── DATA PROVIDED

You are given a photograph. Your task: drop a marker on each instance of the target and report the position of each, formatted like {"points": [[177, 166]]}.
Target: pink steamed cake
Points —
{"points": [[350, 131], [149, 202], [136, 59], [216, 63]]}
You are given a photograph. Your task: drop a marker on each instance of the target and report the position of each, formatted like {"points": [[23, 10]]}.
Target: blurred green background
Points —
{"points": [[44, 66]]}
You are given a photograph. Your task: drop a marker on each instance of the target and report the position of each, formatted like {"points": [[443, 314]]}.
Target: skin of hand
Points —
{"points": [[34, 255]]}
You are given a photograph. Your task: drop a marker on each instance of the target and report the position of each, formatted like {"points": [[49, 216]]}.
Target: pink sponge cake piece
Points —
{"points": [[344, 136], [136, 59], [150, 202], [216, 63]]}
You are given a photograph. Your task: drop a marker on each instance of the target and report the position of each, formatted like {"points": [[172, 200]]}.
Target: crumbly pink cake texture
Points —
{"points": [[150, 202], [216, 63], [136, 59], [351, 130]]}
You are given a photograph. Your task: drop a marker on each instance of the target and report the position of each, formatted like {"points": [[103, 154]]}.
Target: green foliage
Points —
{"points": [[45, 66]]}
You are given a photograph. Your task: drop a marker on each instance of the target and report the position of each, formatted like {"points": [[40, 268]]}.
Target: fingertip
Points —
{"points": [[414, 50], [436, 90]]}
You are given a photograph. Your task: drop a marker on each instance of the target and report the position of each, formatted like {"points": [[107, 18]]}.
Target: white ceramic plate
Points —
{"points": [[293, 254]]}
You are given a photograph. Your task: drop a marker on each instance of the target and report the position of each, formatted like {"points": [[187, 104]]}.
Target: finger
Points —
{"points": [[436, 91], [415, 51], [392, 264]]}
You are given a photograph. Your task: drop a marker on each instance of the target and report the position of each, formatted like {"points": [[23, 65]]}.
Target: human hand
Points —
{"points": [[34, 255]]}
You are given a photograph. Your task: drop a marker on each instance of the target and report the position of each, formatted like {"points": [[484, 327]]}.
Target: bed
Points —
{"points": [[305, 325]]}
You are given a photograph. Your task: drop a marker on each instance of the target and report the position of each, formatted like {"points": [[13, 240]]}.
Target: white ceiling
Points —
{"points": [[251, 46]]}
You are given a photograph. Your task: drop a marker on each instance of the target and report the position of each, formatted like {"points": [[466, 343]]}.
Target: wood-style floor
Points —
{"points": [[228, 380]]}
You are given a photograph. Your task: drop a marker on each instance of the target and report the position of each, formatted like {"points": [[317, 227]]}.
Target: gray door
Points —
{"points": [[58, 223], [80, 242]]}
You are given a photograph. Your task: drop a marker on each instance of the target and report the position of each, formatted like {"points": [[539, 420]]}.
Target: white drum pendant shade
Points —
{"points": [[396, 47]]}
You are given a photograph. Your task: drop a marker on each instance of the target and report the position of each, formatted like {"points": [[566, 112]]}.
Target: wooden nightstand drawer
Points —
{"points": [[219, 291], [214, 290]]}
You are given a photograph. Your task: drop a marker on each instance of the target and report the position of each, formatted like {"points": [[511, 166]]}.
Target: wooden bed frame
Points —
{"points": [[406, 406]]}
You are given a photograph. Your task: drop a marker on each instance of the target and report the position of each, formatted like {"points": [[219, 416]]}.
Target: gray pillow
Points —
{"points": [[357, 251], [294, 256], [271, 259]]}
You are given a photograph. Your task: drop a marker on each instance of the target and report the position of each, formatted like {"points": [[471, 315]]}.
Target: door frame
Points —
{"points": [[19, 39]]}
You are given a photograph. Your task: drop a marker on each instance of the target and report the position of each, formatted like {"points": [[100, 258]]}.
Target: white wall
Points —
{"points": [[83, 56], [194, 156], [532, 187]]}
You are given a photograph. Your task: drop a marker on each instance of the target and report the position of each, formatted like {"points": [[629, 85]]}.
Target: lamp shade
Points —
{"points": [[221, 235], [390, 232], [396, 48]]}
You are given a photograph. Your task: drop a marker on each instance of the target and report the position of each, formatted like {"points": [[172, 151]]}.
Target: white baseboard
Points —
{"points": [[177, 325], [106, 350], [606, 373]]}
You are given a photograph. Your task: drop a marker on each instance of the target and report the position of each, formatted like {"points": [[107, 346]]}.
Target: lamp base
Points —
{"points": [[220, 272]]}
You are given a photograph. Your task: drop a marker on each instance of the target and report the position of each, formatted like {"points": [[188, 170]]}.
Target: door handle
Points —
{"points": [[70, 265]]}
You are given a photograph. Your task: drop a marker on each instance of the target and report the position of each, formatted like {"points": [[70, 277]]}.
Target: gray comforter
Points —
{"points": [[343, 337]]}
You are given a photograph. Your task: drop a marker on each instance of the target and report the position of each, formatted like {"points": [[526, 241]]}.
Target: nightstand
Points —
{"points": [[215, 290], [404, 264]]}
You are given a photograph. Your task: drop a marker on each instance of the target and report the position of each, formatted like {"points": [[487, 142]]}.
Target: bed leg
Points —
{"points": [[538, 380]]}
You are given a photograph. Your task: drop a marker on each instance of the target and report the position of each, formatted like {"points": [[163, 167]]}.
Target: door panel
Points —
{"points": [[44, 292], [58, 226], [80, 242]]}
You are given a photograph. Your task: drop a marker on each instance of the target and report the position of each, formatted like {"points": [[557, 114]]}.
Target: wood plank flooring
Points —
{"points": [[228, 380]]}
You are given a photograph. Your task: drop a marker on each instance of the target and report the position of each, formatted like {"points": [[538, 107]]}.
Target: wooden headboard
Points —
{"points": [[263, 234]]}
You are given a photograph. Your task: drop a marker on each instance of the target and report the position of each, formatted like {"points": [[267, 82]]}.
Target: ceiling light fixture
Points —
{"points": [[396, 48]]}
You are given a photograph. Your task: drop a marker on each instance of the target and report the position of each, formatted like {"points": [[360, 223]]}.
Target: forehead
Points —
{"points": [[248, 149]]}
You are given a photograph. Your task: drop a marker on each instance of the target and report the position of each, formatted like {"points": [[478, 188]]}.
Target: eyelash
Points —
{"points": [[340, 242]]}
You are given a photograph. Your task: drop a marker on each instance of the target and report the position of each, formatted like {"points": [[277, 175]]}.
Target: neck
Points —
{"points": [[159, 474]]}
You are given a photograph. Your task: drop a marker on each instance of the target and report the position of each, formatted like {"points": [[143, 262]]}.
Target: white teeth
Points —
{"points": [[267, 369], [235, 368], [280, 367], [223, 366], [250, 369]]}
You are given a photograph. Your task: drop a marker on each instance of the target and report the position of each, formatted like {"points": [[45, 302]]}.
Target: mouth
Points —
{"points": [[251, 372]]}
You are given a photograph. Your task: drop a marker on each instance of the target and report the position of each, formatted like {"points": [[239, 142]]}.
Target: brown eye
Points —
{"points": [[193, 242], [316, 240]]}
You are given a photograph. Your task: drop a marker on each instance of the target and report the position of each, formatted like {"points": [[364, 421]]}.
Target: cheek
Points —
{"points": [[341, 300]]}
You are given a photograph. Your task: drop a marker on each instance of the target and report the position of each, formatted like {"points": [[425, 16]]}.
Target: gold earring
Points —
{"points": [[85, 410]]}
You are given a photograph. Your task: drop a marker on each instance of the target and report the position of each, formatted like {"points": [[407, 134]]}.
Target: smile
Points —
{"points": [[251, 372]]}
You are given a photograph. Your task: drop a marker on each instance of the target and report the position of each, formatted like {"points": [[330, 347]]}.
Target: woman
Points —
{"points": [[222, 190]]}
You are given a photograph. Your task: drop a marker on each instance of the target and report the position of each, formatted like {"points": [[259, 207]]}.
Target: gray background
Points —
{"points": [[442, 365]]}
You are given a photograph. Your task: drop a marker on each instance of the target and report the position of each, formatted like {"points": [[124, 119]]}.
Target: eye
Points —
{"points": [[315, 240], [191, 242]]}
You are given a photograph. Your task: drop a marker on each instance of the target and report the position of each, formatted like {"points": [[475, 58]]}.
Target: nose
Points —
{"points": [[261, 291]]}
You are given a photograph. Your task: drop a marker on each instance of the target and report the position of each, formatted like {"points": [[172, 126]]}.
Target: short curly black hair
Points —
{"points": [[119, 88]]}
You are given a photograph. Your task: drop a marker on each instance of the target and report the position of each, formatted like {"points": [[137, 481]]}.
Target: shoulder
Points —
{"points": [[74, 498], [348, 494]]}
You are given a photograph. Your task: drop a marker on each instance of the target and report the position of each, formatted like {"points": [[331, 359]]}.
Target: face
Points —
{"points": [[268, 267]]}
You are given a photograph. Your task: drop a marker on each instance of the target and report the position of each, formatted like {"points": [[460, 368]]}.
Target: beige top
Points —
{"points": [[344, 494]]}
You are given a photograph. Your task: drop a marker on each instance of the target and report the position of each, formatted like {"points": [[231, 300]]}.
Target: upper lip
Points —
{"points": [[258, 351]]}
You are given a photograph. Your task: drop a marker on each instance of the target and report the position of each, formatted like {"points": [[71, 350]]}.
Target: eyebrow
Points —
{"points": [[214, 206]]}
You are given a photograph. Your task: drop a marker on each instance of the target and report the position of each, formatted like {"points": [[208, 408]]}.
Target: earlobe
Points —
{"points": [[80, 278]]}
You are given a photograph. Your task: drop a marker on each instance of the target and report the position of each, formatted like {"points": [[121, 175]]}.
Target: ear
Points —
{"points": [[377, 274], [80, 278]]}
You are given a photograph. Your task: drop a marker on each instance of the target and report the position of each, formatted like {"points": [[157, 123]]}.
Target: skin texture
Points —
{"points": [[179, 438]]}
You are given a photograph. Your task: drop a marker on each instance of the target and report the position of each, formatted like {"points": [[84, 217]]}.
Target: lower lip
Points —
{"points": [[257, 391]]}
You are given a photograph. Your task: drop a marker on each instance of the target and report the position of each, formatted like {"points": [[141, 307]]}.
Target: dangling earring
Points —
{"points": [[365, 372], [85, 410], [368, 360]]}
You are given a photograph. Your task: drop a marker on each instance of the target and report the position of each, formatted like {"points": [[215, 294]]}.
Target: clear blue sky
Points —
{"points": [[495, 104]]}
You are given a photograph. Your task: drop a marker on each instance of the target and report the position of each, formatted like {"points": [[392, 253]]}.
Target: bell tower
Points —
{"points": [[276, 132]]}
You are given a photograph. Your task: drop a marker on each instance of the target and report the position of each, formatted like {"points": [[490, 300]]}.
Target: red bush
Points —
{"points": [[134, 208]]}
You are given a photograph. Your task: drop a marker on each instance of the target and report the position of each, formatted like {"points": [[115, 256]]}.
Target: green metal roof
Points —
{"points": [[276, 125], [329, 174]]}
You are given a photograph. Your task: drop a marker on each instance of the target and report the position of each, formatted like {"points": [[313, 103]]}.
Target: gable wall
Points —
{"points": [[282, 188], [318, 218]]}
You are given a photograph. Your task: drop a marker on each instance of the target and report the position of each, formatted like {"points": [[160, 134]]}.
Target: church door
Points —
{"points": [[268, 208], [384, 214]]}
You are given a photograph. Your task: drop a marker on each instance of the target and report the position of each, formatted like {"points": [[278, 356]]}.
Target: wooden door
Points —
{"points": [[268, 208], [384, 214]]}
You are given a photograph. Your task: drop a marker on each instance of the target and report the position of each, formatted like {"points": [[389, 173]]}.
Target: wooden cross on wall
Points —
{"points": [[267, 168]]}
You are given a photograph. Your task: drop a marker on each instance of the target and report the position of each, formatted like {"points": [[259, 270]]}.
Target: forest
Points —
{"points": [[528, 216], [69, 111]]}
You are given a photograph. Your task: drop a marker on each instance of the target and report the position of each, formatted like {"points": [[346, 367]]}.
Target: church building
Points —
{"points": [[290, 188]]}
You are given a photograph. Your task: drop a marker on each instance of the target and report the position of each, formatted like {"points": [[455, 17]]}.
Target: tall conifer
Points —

────

THE PROBLEM> Show every line of the data above that contains the word "background", copying each one in full.

THE RESULT>
Target: blurred green background
Target: gray background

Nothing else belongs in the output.